### Prompt 1
Put the entries, from their first line through the line holding "24), (11, 22)]", inclusive, into a JSON list of strings with one string per line. Skip blank lines and leave out the pictures.

### Text passage
———

Layered oxides are also attractive and another important class of semiconductor materials in photocatalytic applications because a wide variety of compositions can be synthesized from their nanosheets. Their interlayer could be modified and nanosheets of layered oxides as building blocks can be hybridized with any organic or inorganic molecule for a specific purpose. K₄Nb₆O₁₇ (KNbO) with a unique layered structure with two alternative interlayer spaces formed by repeating [Nb₆O₁₇]⁴⁻ layers particularly proved itself as an alternative nanostructured semiconductor. Introduction of a wide range of cations and molecules into the interlayer of KNbO has been carried out on the basis of the ion-exchange principles and intercalation of large molecules, such as dyes or Ru(bpy)₃²⁺ complexes were accomplished.^7,8 Another way to sensitize nanosheets of the layered materials is exfoliation-restacking sequence.^9–11 These sensitized KNbO structures have been widely studied for their photocatalytic use for water splitting.^8–10,12,13 Nanosheets of layered niobate combined with a sensitizer such as metal bipyridine complexes can effectively produce H₂ and O₂ in an aqueous medium under visible light.¹⁴

There are various methods to sensitize nanosheets of layered oxides. These are mainly based on the electrostatic attraction between negatively charged nanosheets and positively charged species like dye molecules, metal complexes and alkyl ammonium molecules.^{7–9,13,15,16} The interaction results in precipitates as a result of restacking between nanosheets and countercharged molecules. Then, the precipitates can be deposited on a substrate by pasting the precipitate and drying, electrophoretic deposition, etc.^9,17 Another method in order to prepare thin films of nanosheets with various molecules/species is layer-by-layer method, which requires intensive care in controlling the deposition parameters and long preparation time.^12,18,19 We have used electrophoretic deposition method in this study because the thickness of the film can be easily controlled by controlling the deposition parameters and the method results in strongly attached films on the substrate.

Quantum dots (QDs) have been investigated as an inorganic semiconductive sensitizer for wide band-gap semiconductors like TiO₂ and ZnO and metal chalcogenide QDs have been preferred as a light harvesting semiconductor nanocrystal.^20,21 The absorption range for these nano-sized materials can be tuned by adjusting their sizes and these short band-gap semiconductors can effectively harvest the visible range of the solar spectrum if strongly attached on the surface of a wide band gap semiconductor. In addition, they are good charge transfer agents and show good photostability.^11,22–24

Although there are many reports on dye sensitized layered niobates, nothing is known about QD sensitized layered niobates and their applications. Here, we report the fabrication and photoelectrochemical properties of QD sensitized layered niobate films. Nanosheets of KNbO layered oxide was prepared according to the literature.^9,25 Detailed information can be found in the ESI.† Cysteamine capped CdTe QDs (Cys-CdTe) are synthesized in an aqueous solution (see ESI†). In order to prepare CdTe/NbO hybrid material, 5 ml of Csy-CdTe QD solution was mixed with 5 ml of HNbO exfoliation solution under stirring. Immediate precipitation was observed. Following centrifuging and washing with acetonitrile three times, the precipitate was redispersed in 10 ml acetonitrile and sonicated in an ultrasonic water bath prior to the electrophoretic deposition. Dispersed Cys-CdTe/NbO hybrid in acetonitrile was deposited cathodically on an ITO electrode in a two-electrode cell. A platinum plate was used as a counter electrode. Details can be found in the ESI.†

XRD patterns of films showed broad (010) peaks instead of expected intense and sharp peaks for restacked layered oxides on the XRD pattern of films (see ESI†). This is a common feature for scrolled niobate structures.¹⁵ The broad peaks are an indication of the small number of nanosheet units stacked in the (010) direction. As discussed by Mallouk et al., niobate sheets scroll along low-index crystal directions.²⁶ Asymmetry along the axis creates an intrinsic tension and nanosheets are rolled in order to relax the stress. Scrolled nanosheets can be easily seen by FESEM as shown in Fig. 1. Scrolls are several hundreds of nanometres long with a lateral thickness of 20–30 nm. Bright field images taken by a STEM detector on the FESEM also reveals the scrolled form of the nanosheets as seen in the figure.

———

Labeled region entries

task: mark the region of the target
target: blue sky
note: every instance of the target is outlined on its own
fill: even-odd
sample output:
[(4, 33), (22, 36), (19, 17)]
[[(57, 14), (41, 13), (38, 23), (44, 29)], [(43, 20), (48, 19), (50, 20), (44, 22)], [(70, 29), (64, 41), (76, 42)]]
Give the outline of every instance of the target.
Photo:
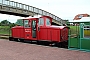
[[(12, 0), (46, 10), (62, 19), (73, 19), (75, 15), (90, 13), (90, 0)], [(2, 15), (0, 20), (16, 22), (20, 17)]]

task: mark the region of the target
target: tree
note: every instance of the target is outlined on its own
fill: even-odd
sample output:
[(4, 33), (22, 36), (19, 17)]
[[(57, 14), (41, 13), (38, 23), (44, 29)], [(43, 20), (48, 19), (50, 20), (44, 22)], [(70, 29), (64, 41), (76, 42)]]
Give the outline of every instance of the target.
[(15, 24), (23, 26), (23, 20), (22, 19), (18, 19)]
[(9, 22), (7, 20), (1, 21), (1, 25), (9, 25), (9, 24), (11, 24), (11, 22)]

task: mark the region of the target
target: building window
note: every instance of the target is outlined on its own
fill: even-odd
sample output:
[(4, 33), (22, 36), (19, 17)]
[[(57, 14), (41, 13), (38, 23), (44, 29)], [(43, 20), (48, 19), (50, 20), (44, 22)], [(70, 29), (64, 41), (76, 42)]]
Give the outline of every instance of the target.
[(39, 18), (39, 25), (44, 25), (44, 19), (43, 18)]
[(84, 38), (90, 38), (90, 26), (84, 26)]
[(49, 18), (46, 18), (46, 25), (51, 25)]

———

### Prompt 2
Transcribe the layered niobate passage between "XRD patterns of" and "in the figure.", inclusive.

### Final result 1
[
  "task: mark the region of the target",
  "target: blue sky",
  "note: every instance of the target is outlined on its own",
  "fill: even-odd",
  "sample output:",
  "[(4, 33), (22, 36), (19, 17)]",
  "[[(57, 14), (41, 13), (38, 23), (44, 29)], [(43, 20), (48, 19), (50, 20), (44, 22)], [(70, 29), (64, 41), (76, 42)]]",
  "Give the outline of every instance of the target.",
  "Photo:",
  "[[(12, 0), (46, 10), (62, 19), (73, 19), (75, 15), (90, 13), (90, 0)], [(2, 15), (0, 20), (16, 22), (20, 17)]]",
  "task: mark the region of the target",
  "target: tree",
  "note: every instance of the target is outlined on its own",
  "fill: even-odd",
  "sample output:",
  "[(4, 33), (22, 36), (19, 17)]",
  "[[(57, 14), (41, 13), (38, 23), (44, 29)], [(43, 20), (48, 19), (50, 20), (44, 22)], [(70, 29), (64, 41), (76, 42)]]",
  "Give the outline of every instance of the target.",
  "[(15, 24), (23, 26), (23, 20), (22, 19), (18, 19)]",
  "[(9, 22), (7, 20), (1, 21), (1, 25), (9, 25), (9, 24), (11, 24), (11, 22)]"
]

### Final result 2
XRD patterns of films showed broad (010) peaks instead of expected intense and sharp peaks for restacked layered oxides on the XRD pattern of films (see ESI†). This is a common feature for scrolled niobate structures.¹⁵ The broad peaks are an indication of the small number of nanosheet units stacked in the (010) direction. As discussed by Mallouk et al., niobate sheets scroll along low-index crystal directions.²⁶ Asymmetry along the axis creates an intrinsic tension and nanosheets are rolled in order to relax the stress. Scrolled nanosheets can be easily seen by FESEM as shown in Fig. 1. Scrolls are several hundreds of nanometres long with a lateral thickness of 20–30 nm. Bright field images taken by a STEM detector on the FESEM also reveals the scrolled form of the nanosheets as seen in the figure.